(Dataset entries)
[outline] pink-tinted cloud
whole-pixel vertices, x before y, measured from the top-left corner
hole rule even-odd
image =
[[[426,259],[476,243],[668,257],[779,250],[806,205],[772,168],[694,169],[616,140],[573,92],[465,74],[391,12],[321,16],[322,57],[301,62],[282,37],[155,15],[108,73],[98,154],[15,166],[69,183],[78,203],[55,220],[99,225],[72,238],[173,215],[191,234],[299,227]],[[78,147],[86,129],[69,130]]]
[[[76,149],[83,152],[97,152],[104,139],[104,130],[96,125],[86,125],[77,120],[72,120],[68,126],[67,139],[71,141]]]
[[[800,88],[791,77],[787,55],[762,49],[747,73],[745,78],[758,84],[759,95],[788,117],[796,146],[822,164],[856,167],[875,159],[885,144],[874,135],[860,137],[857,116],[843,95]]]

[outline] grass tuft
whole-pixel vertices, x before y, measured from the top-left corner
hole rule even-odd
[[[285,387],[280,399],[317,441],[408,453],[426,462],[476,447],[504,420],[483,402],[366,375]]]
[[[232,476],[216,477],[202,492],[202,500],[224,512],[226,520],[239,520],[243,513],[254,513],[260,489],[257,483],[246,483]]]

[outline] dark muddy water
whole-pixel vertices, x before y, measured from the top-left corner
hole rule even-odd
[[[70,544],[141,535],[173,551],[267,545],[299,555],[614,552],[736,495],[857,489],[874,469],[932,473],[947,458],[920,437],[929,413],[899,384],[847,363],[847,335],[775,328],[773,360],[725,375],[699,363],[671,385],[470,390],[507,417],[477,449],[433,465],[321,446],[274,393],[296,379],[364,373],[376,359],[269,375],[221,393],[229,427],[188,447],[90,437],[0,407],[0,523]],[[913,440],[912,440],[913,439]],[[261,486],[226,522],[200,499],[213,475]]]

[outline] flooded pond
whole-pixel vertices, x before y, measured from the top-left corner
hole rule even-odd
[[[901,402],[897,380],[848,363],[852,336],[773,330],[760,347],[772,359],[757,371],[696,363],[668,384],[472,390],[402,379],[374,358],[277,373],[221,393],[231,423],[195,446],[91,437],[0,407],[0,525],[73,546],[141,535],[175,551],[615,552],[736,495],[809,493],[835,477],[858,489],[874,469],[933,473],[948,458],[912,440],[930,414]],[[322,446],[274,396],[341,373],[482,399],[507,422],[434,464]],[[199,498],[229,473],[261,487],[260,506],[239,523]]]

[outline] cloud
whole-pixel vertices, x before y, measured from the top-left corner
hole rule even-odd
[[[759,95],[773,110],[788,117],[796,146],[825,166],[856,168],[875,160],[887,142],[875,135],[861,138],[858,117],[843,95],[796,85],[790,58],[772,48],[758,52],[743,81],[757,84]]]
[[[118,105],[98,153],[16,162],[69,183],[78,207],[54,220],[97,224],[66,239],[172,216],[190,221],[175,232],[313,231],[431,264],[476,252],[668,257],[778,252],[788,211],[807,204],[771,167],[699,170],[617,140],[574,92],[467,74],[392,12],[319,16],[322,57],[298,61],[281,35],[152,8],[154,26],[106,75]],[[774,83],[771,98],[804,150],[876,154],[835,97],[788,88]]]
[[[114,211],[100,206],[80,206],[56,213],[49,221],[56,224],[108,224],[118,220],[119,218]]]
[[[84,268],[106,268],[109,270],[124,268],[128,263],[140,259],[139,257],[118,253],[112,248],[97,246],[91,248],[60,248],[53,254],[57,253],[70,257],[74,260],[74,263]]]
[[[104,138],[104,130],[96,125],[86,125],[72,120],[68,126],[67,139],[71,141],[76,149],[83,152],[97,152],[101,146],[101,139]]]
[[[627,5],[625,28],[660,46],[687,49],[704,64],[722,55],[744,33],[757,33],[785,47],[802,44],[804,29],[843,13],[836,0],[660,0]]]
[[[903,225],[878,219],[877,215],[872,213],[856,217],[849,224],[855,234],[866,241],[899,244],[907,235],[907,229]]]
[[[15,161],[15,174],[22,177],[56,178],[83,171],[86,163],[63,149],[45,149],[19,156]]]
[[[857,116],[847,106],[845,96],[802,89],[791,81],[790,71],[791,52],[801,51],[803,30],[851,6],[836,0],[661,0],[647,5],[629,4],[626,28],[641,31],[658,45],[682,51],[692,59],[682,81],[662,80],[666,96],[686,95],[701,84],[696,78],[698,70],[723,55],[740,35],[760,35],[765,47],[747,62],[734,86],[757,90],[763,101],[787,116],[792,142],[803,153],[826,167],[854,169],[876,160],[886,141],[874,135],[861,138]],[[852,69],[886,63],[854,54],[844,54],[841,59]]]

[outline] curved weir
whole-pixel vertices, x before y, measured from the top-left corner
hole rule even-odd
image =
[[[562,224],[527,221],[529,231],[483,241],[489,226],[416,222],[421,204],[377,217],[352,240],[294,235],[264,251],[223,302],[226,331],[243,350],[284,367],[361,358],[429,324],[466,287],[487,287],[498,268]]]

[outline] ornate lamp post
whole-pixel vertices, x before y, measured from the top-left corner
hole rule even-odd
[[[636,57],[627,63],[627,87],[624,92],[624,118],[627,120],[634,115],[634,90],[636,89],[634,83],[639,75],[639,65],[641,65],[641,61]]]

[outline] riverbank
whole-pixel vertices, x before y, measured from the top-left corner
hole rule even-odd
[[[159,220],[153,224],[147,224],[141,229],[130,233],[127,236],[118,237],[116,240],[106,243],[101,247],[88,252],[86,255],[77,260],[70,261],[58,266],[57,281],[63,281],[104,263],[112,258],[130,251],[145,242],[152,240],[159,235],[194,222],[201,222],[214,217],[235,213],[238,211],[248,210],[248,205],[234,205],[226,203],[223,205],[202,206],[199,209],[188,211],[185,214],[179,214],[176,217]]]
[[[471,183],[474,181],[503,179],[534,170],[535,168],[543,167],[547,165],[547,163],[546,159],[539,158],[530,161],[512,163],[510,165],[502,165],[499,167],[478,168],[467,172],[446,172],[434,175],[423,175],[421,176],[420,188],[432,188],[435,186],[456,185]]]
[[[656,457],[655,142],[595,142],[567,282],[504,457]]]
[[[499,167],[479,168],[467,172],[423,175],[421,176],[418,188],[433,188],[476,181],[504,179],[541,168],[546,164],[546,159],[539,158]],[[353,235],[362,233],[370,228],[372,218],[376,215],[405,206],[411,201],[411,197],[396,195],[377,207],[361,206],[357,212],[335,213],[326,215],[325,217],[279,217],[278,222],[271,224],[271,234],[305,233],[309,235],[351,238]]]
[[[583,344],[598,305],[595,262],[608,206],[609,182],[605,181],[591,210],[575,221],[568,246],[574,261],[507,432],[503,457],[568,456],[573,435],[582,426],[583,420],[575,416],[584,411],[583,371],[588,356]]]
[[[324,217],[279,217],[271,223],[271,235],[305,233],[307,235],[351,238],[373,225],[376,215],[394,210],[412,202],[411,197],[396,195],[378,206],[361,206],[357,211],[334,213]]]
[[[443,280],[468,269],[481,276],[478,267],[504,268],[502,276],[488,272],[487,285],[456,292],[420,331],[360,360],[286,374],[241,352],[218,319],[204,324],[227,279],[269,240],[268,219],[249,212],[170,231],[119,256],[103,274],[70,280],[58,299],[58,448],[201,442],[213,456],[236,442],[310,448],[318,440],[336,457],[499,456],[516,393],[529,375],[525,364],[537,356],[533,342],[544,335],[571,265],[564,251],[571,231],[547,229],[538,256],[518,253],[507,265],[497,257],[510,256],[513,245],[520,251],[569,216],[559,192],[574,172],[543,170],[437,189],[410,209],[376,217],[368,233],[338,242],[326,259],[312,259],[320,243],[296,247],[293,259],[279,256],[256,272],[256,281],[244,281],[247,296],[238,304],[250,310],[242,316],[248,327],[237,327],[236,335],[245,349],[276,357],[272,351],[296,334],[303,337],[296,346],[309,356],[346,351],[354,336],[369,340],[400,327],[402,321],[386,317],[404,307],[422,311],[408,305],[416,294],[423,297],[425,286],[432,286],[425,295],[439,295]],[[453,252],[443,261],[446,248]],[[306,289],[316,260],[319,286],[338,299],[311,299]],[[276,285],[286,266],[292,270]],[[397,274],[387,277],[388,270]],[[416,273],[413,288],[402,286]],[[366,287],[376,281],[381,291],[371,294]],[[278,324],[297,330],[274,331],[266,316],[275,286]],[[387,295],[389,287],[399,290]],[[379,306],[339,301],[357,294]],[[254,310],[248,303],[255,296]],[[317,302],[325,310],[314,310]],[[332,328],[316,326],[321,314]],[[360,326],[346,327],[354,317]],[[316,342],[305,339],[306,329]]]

== Exercise description ==
Pick out each line in the rows above that contains the word "outline", and copy those lines.

== Worked solution ==
[outline] pink-tinted cloud
[outline] grass tuft
[outline] dark muddy water
[outline] flooded pond
[outline] cloud
[outline] curved weir
[outline] ornate lamp post
[outline] riverbank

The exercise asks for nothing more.